Only lines with the string "below" are wanted. Pull them out of the data.

[Referring expression pointing data]
--- START ---
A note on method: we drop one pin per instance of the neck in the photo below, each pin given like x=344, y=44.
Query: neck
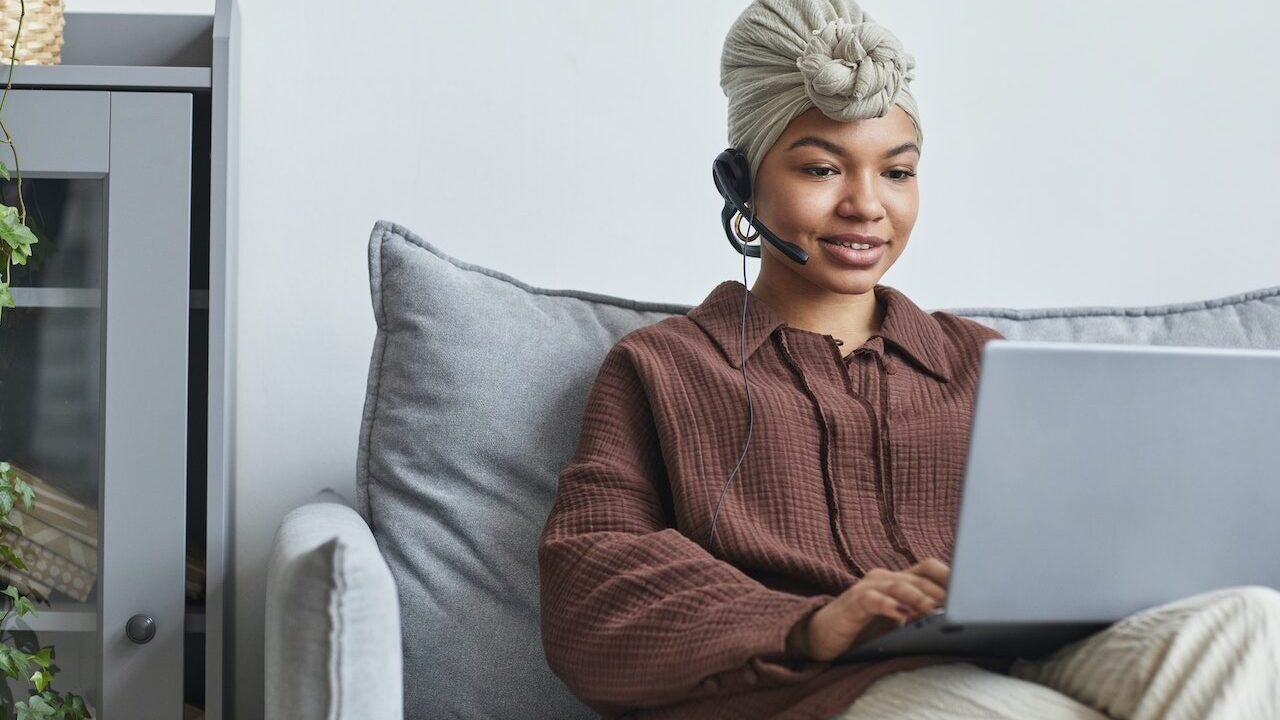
x=849, y=318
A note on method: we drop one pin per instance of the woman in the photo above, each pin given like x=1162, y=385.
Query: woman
x=670, y=592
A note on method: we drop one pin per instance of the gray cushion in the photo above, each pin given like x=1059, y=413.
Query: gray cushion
x=333, y=639
x=476, y=390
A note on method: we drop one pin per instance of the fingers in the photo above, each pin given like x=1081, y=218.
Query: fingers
x=918, y=593
x=933, y=569
x=880, y=604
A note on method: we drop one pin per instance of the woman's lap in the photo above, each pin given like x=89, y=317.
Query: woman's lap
x=964, y=691
x=1212, y=655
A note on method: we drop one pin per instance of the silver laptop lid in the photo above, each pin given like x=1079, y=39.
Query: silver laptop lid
x=1107, y=478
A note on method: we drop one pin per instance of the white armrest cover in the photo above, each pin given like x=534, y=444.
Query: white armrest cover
x=333, y=624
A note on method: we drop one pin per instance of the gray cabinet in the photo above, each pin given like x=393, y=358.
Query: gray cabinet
x=113, y=365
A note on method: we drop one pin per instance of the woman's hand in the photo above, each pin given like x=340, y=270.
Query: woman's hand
x=878, y=602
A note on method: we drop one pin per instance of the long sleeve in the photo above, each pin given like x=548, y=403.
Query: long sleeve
x=635, y=614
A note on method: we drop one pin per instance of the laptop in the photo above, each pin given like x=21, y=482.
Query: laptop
x=1104, y=479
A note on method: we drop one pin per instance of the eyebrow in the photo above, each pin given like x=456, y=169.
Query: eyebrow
x=837, y=150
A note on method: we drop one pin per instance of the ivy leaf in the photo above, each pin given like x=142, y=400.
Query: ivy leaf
x=13, y=559
x=26, y=491
x=13, y=661
x=41, y=679
x=36, y=709
x=24, y=606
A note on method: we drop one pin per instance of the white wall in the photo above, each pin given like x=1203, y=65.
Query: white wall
x=1087, y=153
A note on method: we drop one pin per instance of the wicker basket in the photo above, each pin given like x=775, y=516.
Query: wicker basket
x=41, y=32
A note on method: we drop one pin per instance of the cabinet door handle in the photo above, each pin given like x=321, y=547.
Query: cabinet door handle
x=141, y=629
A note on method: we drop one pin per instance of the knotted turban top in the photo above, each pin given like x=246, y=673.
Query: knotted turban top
x=785, y=57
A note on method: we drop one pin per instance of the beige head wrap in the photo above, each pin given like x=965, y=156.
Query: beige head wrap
x=784, y=57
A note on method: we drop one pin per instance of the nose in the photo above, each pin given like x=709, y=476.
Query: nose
x=860, y=197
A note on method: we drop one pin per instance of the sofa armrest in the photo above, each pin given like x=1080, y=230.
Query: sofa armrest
x=333, y=624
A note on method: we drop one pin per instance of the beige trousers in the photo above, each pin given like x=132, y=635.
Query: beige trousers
x=1208, y=656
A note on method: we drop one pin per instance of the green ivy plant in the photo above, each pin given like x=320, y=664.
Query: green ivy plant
x=44, y=702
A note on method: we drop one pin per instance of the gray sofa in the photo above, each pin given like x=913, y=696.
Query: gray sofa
x=421, y=601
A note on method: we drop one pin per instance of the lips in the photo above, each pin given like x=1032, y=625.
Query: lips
x=854, y=237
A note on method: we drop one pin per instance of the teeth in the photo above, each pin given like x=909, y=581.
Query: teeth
x=854, y=245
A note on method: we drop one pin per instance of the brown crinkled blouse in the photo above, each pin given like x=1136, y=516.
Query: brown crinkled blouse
x=855, y=463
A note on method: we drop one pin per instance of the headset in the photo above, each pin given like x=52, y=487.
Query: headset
x=732, y=176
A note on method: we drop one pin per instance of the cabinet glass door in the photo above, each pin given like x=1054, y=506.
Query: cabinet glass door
x=94, y=392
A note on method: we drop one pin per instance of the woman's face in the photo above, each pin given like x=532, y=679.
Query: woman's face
x=826, y=178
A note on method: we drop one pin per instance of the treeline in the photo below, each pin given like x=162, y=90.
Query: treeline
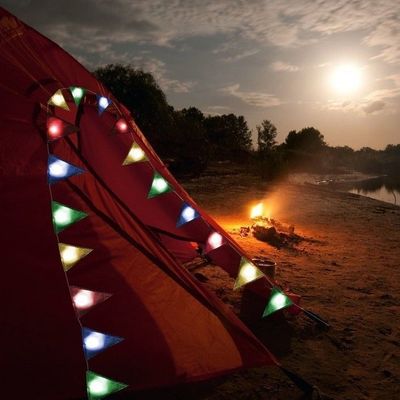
x=187, y=140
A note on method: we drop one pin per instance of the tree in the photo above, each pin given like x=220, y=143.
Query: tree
x=229, y=136
x=266, y=135
x=307, y=140
x=140, y=93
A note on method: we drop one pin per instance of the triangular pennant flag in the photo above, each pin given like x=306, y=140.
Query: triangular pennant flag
x=186, y=215
x=214, y=241
x=64, y=216
x=58, y=169
x=102, y=103
x=158, y=186
x=136, y=154
x=70, y=255
x=99, y=387
x=57, y=128
x=77, y=94
x=84, y=299
x=248, y=272
x=95, y=342
x=58, y=100
x=277, y=301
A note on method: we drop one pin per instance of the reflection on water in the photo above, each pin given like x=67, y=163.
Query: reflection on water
x=383, y=188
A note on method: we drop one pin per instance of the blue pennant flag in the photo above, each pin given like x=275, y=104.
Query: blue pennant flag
x=186, y=215
x=103, y=103
x=58, y=169
x=95, y=342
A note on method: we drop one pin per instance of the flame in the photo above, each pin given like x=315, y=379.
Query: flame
x=257, y=211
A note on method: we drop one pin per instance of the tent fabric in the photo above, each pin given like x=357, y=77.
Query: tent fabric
x=173, y=329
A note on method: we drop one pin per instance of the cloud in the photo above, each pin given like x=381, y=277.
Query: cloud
x=374, y=107
x=158, y=69
x=240, y=56
x=278, y=23
x=216, y=110
x=281, y=66
x=256, y=99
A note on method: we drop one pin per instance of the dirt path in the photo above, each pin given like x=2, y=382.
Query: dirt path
x=348, y=272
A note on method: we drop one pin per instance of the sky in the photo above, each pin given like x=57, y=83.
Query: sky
x=334, y=65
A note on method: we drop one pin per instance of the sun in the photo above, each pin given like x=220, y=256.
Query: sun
x=346, y=79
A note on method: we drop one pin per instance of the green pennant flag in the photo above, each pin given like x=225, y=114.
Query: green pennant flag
x=158, y=186
x=99, y=387
x=64, y=216
x=277, y=301
x=248, y=272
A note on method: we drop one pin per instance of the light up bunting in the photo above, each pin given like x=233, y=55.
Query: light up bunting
x=158, y=186
x=277, y=301
x=84, y=299
x=70, y=255
x=64, y=216
x=102, y=103
x=214, y=241
x=57, y=128
x=99, y=387
x=248, y=272
x=58, y=169
x=121, y=126
x=186, y=215
x=77, y=93
x=95, y=342
x=58, y=100
x=136, y=154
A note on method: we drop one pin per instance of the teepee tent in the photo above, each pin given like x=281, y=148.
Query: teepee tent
x=95, y=298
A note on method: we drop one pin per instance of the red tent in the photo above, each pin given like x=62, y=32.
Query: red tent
x=94, y=232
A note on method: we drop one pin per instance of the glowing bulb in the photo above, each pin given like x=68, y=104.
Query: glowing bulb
x=55, y=128
x=188, y=213
x=77, y=93
x=215, y=240
x=121, y=125
x=248, y=272
x=277, y=301
x=62, y=216
x=98, y=386
x=103, y=103
x=58, y=169
x=83, y=299
x=160, y=184
x=58, y=100
x=94, y=341
x=137, y=154
x=257, y=211
x=70, y=255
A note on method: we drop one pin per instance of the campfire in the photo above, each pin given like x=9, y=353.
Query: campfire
x=267, y=229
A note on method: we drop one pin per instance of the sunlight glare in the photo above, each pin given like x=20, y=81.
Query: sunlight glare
x=346, y=78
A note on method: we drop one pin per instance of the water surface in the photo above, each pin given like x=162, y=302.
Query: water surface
x=382, y=188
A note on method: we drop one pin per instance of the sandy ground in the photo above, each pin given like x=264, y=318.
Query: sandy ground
x=346, y=269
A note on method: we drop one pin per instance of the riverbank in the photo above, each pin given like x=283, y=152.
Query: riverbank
x=346, y=269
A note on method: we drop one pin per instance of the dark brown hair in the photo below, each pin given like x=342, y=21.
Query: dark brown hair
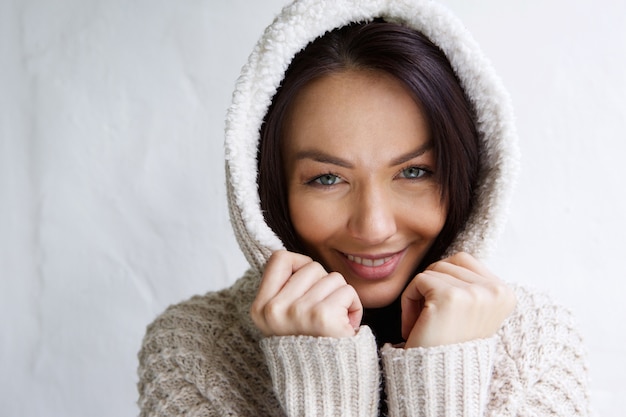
x=413, y=59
--- END ---
→ **SOLUTION**:
A note on method: we drop one pin per instance of the neck in the photo below, each pin given like x=344, y=44.
A note on method: we drop one pin per instance of the treeline in the photo below, each pin given like x=162, y=90.
A note on method: we drop one pin per instance of the dark brown hair in the photo below, each pin given like x=342, y=21.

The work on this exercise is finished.